* EXERCISE INSTRUCTIONS: Decide whether each statement below agrees with the text about stories on the volcanic ash, and support each yes or no with the deciding words from the text, quoted exactly. 1. The volcano's eruption produced lava. 2. The sheep bleated for a big snowstorm. 3. The story "No place to hide" is dated July 26th, 2011.

* DOCUMENT SECTION:
"""

Otherwise, as last year an Argentine narrative group that I coordinate since a long time ago produced stories on the alchemy of stones, animals and birds turning into new life after devastation brought in the collective fantasy by Iceland’s volcano ash clouds that disturbed European voyagers, I asked them if they felt moved to write stories on our local land havoc. Then a group member that writes poetry and stories on her recollections when living in the “Mapuche” land, to whose legends and beliefs she is particularly acquainted and has written stories about their worries and hardships with the land, wrote stories on this subject that underscored respect for earth violent lessons and a kind resemblance amongst human (woman) sensitivity and birds:
 
No place to hide                                                                                                                           Marta Bailaque, July 21st, 2011
 

The sky is also stepmother.

If I not delude, it is pure truth. And fell, wicked, over all innocent life.

One morning it was. One morning . One morning when the sun itself was in retreat. The volcano had erupted, and instead of lava, he delivered ashes. Dark remained the day, fears and shadows the ancient step-brothers.

Ashes first rose up to the clouds themselves, up high there to untie all their strength and expand then into the vast ethereal immensity to free as they had never lived as squeezed down in the bottom of earth.

The infinite space was of them until the inevitable occurred: the fall. Coming from the height or highest height, according to the load of each tiny grain of silica, the gray flecks returned this world.

Then men begged for their flocks, women prayed for brooms, oaks and grasses. The roses prayed for their roses.

And yet, the crystal waters were concealed. The birds rested hoarse until got dumb. Sheep, with damaged eyes, bleated asking for a big snowstorm, because that would certainly have been less cruel than such havoc. But deaf, ashes that had suffocated the grass, now would do on their guts..
No greenness of the forest could retain its liveliness, no rose offered more its smell.

The mountain range, abducted paradise, was moan. The plateau, without even some memory of beauty, was one tear.
Yet a new morning had the winds to rest and ash ended. Nobody knew what would happen in the immediate, in the time after tomorrow, but all of them delivered entirely to hope. The rain that fell, lamblike, would wash. Would then remain unmasked each life that had been taken away. Empty-looking eyes would become indictment, secure and direct dart to human folly.
Disturbed, another eyes, when feeling each fleece, each log, each saved petal would bow down all pride and pay respects.


With the breath as a load                                                                                                           Marta Bailaque July 26th, 2011
 

It is said by many lands of earth that when God annoys is when storms occur, even calamities. And God had got angry. Somehow the men had caused this rage, this atrocious deploy of restricted fury and until previous hours, not visible.

"""

* SOURCE MATERIAL:
"""

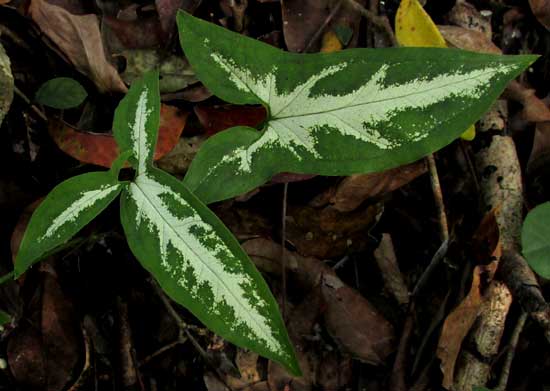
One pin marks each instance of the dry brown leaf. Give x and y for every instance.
(328, 233)
(354, 323)
(538, 166)
(534, 109)
(301, 20)
(79, 38)
(350, 319)
(541, 9)
(463, 38)
(355, 189)
(458, 324)
(45, 358)
(465, 15)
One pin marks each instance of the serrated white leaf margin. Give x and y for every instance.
(200, 252)
(86, 200)
(297, 116)
(141, 145)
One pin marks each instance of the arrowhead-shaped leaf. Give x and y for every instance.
(199, 263)
(535, 239)
(354, 111)
(137, 120)
(65, 211)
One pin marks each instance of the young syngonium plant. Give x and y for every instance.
(193, 256)
(353, 111)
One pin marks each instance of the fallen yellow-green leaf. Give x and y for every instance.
(414, 27)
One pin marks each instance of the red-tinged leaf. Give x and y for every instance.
(214, 119)
(101, 149)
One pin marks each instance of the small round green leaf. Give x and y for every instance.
(535, 239)
(61, 93)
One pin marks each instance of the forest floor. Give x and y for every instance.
(401, 280)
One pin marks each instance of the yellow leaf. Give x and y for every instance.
(331, 43)
(414, 27)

"""

* TASK RESPONSE:
1. No: "The volcano had erupted, and instead of lava, he delivered ashes."
2. Yes: "Sheep, with damaged eyes, bleated asking for a big snowstorm"
3. No: "Marta Bailaque, July 21st, 2011"